Where the word "beak" occurs in a line of the listing, please copy the line.

** Extracted information follows **

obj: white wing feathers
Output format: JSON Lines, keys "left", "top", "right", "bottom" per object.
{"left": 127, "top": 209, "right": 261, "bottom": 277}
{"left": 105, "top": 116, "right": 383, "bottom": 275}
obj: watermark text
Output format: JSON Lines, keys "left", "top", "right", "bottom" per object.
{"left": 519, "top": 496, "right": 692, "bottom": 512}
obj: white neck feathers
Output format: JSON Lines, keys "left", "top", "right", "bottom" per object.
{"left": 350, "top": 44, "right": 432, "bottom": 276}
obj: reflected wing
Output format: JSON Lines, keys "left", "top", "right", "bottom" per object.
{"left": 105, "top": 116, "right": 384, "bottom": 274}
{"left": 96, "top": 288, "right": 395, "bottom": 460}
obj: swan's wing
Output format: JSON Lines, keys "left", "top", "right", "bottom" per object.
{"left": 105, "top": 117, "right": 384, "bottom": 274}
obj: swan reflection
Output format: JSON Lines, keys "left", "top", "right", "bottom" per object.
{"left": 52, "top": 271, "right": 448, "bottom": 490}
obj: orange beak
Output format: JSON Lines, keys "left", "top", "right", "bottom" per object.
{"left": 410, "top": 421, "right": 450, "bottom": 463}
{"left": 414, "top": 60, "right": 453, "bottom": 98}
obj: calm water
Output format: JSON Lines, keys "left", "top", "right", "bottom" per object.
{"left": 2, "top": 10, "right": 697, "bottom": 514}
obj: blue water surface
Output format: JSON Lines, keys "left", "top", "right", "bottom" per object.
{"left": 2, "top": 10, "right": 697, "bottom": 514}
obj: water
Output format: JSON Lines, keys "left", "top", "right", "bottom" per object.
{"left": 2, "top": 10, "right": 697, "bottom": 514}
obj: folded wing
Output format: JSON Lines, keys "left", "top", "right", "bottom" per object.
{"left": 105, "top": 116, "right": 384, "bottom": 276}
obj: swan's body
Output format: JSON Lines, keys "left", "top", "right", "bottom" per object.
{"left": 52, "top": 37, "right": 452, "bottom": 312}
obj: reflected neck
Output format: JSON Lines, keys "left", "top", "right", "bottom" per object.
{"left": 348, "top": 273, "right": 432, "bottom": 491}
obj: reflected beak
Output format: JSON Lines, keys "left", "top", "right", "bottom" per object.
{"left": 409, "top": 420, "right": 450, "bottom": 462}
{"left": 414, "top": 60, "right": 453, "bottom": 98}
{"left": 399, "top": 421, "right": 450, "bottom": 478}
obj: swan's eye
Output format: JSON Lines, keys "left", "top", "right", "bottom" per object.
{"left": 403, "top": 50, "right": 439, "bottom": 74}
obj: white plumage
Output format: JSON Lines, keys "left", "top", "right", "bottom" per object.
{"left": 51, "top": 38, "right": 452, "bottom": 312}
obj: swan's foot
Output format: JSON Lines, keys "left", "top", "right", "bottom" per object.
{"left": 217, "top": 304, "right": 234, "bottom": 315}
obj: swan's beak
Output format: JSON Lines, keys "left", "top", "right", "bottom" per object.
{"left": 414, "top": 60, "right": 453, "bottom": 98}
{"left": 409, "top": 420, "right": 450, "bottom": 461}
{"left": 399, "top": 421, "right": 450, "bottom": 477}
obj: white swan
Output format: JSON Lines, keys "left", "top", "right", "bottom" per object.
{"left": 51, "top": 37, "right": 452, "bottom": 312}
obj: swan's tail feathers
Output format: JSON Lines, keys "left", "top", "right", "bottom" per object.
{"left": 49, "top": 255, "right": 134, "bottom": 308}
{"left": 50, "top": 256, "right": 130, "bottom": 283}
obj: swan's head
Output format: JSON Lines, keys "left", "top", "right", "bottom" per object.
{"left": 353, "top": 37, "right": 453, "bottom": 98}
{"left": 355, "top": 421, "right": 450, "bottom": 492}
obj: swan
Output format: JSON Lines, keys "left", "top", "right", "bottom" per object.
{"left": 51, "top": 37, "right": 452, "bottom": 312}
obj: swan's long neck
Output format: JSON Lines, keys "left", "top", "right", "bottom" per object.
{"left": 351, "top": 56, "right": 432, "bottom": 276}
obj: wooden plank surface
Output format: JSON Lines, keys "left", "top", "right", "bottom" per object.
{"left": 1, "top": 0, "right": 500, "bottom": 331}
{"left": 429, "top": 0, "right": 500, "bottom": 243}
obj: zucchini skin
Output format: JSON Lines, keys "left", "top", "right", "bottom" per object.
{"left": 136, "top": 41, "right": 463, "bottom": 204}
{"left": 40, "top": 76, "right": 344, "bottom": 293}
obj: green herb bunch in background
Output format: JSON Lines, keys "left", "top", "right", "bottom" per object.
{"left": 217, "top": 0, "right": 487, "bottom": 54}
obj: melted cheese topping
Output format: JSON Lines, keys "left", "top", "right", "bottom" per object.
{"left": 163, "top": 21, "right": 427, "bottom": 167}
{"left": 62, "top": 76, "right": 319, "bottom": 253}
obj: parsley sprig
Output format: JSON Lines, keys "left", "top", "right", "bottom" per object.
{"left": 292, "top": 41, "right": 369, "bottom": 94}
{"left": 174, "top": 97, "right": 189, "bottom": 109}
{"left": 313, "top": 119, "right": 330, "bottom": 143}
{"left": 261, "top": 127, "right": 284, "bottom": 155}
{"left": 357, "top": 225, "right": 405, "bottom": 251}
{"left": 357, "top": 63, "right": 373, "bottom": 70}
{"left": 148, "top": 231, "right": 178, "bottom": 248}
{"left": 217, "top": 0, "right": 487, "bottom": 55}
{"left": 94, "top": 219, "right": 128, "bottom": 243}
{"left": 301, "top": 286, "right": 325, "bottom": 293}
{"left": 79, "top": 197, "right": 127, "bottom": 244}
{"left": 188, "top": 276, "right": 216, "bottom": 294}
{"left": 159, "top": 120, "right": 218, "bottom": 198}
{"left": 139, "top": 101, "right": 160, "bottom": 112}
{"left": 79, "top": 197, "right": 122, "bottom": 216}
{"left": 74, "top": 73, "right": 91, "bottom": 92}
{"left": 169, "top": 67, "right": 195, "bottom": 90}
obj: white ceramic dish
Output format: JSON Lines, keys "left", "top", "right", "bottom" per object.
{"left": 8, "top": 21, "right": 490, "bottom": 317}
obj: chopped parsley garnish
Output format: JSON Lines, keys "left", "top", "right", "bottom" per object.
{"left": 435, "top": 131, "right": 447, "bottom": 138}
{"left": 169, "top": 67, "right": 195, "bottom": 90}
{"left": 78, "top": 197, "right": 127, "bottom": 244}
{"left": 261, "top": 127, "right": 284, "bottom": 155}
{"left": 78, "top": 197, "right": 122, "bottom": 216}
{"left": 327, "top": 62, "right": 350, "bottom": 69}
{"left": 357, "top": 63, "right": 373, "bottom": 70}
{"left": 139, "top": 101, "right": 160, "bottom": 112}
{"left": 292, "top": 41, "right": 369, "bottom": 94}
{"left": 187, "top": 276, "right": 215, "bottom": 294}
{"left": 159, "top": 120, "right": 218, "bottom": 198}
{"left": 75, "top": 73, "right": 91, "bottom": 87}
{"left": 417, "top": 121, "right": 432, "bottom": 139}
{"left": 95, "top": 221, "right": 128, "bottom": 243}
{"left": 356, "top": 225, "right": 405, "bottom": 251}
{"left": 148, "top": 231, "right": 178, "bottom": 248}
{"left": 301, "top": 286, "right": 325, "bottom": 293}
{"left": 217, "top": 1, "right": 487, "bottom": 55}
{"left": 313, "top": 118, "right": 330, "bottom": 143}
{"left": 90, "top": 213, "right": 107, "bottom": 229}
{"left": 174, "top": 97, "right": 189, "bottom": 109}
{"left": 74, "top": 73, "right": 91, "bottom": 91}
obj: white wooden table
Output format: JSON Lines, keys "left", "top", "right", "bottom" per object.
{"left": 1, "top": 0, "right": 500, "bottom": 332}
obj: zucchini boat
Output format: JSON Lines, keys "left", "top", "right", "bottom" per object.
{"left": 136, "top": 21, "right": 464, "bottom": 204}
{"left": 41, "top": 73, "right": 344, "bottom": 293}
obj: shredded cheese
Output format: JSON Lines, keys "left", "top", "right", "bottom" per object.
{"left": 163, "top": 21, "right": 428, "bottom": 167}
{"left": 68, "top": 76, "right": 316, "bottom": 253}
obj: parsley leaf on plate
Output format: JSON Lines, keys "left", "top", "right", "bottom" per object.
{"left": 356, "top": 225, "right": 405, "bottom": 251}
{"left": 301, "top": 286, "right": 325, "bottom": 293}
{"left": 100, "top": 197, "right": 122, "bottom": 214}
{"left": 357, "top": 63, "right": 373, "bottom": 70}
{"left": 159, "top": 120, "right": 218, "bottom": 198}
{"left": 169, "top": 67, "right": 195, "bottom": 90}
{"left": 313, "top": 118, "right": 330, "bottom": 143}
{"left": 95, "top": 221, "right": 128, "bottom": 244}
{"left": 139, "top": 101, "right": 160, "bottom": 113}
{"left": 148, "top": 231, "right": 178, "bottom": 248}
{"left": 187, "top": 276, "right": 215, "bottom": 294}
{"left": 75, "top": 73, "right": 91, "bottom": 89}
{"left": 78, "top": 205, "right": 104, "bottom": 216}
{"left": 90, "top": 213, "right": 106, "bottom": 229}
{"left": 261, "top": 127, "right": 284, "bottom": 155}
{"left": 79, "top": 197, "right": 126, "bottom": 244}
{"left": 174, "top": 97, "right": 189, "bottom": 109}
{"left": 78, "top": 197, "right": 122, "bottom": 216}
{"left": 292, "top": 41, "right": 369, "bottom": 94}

** End of Extracted information **

• _Reply_
obj: orange beak
obj: reflected beak
obj: swan's beak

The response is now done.